Rewrite the part of the items that opens with the line containing "trace: green painted brick" and closes with the line containing "123 19 L 123" as a numbered list, one line per number and no blank lines. Include both of those lines and nothing outside them.

______________________________

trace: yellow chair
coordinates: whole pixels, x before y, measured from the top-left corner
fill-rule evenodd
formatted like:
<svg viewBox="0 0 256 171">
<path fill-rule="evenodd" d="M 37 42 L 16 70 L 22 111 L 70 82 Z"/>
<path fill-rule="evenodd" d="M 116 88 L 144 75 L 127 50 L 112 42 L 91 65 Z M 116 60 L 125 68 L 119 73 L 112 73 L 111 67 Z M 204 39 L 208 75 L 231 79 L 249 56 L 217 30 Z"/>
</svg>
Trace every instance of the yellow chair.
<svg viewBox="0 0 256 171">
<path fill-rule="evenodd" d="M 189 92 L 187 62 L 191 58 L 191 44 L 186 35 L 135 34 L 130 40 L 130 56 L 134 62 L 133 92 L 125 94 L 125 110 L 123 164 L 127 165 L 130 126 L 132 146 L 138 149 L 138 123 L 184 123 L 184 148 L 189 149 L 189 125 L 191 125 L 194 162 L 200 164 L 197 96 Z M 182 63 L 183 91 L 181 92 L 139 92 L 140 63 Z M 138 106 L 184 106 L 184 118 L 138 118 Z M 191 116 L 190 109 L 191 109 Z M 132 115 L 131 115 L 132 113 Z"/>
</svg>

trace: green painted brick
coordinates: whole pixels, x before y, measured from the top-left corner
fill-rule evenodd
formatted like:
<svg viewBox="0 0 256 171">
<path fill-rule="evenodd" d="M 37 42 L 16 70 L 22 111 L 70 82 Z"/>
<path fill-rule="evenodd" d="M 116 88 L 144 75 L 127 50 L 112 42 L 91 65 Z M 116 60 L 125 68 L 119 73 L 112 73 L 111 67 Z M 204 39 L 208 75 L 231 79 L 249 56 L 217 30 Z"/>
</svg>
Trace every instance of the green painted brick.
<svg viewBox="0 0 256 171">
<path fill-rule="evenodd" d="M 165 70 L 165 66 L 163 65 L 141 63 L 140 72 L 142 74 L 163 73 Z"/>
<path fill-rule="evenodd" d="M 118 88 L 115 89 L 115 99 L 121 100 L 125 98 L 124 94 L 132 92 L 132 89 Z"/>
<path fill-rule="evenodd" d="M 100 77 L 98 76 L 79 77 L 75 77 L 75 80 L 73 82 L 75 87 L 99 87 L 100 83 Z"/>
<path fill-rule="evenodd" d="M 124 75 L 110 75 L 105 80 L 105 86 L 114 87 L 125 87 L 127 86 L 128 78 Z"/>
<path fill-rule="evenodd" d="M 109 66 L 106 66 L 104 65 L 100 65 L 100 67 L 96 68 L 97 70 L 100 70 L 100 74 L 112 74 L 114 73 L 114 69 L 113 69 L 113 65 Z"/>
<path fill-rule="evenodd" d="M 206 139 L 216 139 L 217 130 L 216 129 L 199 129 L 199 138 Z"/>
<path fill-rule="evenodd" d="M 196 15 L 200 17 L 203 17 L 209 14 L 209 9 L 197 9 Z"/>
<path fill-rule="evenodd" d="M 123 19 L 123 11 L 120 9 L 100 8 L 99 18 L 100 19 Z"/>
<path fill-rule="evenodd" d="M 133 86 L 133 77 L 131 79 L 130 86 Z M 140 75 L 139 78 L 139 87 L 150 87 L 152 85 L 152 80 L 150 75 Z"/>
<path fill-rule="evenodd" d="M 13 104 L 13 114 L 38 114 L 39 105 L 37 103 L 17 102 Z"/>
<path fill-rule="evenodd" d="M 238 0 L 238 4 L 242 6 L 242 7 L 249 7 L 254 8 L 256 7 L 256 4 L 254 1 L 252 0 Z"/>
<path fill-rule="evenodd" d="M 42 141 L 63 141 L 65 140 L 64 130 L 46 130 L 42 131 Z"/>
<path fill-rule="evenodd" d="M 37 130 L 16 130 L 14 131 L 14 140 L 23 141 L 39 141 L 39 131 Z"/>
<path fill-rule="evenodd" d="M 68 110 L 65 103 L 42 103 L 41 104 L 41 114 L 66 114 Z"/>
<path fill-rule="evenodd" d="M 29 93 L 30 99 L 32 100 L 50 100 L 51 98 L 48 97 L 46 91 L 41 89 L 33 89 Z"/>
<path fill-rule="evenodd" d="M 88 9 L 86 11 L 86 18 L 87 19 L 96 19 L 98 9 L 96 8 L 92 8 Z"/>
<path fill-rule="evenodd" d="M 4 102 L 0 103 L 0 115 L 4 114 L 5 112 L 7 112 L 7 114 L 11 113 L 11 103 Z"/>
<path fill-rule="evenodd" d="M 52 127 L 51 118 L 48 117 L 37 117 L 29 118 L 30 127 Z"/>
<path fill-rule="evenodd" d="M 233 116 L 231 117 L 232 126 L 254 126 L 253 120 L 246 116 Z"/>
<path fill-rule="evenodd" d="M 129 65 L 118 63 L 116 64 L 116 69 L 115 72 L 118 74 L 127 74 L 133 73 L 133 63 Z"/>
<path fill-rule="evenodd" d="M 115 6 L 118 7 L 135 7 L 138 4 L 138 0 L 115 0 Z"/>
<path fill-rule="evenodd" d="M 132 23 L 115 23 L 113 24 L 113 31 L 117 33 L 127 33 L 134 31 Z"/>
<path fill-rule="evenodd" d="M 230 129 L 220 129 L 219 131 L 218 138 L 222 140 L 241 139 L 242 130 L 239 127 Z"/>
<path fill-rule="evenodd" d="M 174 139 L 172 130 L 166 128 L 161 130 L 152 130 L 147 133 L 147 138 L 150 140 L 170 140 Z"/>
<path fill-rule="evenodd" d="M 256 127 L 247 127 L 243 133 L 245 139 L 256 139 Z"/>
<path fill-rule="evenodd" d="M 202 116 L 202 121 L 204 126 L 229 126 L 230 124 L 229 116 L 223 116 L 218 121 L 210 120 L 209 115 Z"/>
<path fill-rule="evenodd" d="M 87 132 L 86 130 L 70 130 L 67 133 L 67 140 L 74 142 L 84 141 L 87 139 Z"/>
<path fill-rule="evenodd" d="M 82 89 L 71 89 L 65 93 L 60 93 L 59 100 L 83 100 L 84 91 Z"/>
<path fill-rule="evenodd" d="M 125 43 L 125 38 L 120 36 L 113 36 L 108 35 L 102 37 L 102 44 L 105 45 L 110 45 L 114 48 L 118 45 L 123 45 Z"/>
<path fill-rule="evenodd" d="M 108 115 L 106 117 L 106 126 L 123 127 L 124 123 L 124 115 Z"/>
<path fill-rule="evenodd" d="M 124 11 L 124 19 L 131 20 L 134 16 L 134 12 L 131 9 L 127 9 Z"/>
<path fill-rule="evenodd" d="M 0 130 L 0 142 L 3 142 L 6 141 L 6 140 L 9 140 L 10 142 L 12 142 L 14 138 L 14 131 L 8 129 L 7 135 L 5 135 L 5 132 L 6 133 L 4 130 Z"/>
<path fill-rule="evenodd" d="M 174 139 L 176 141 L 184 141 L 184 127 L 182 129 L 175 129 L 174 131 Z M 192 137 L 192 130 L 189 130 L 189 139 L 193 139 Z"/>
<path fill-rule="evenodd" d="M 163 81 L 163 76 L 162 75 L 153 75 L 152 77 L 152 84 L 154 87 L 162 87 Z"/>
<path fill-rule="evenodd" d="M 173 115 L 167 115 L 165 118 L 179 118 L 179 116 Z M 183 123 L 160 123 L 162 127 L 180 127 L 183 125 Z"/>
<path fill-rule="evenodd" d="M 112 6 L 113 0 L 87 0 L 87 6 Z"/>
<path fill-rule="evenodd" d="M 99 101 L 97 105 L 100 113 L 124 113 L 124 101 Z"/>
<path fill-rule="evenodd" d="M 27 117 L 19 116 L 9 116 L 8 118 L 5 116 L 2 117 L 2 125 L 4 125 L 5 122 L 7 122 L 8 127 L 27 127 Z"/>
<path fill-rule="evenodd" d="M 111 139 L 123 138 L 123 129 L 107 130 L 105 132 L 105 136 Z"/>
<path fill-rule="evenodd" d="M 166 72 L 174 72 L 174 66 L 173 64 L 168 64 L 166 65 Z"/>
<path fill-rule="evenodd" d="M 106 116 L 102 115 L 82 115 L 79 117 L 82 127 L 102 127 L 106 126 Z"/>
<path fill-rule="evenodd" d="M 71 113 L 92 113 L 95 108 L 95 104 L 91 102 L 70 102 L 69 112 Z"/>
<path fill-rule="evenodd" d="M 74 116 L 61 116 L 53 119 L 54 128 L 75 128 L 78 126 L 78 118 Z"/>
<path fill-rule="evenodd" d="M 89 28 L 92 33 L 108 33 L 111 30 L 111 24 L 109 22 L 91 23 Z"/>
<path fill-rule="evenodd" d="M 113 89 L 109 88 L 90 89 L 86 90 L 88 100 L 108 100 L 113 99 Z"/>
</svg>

______________________________

SOLUTION TO THE PROBLEM.
1. trace: green painted brick
2. coordinates: whole pixels, x before y, measured from the top-left corner
3. fill-rule evenodd
4. formatted like:
5. <svg viewBox="0 0 256 171">
6. <path fill-rule="evenodd" d="M 37 42 L 16 70 L 22 111 L 70 82 Z"/>
7. <path fill-rule="evenodd" d="M 116 88 L 144 75 L 127 50 L 112 42 L 91 65 Z M 116 60 L 125 68 L 119 73 L 112 73 L 111 67 Z M 204 39 L 208 75 L 231 79 L 249 56 L 217 30 Z"/>
8. </svg>
9. Trace every instance of the green painted brick.
10. <svg viewBox="0 0 256 171">
11. <path fill-rule="evenodd" d="M 165 70 L 165 66 L 163 65 L 141 63 L 140 72 L 142 74 L 163 73 Z"/>
12. <path fill-rule="evenodd" d="M 118 88 L 115 89 L 115 99 L 121 100 L 125 98 L 124 94 L 132 92 L 132 89 Z"/>
13. <path fill-rule="evenodd" d="M 100 77 L 98 76 L 79 77 L 75 77 L 75 80 L 73 82 L 75 87 L 99 87 L 100 83 Z"/>
14. <path fill-rule="evenodd" d="M 124 75 L 110 75 L 105 80 L 105 86 L 114 87 L 125 87 L 127 86 L 128 78 Z"/>
15. <path fill-rule="evenodd" d="M 109 66 L 106 66 L 104 65 L 100 65 L 100 67 L 96 68 L 97 70 L 100 70 L 100 74 L 112 74 L 114 73 L 114 69 L 113 69 L 113 65 Z"/>
16. <path fill-rule="evenodd" d="M 206 139 L 216 139 L 217 130 L 216 129 L 199 129 L 199 138 Z"/>
17. <path fill-rule="evenodd" d="M 196 15 L 200 17 L 203 17 L 209 14 L 209 9 L 197 9 Z"/>
18. <path fill-rule="evenodd" d="M 123 19 L 123 11 L 120 9 L 100 8 L 99 18 L 100 19 Z"/>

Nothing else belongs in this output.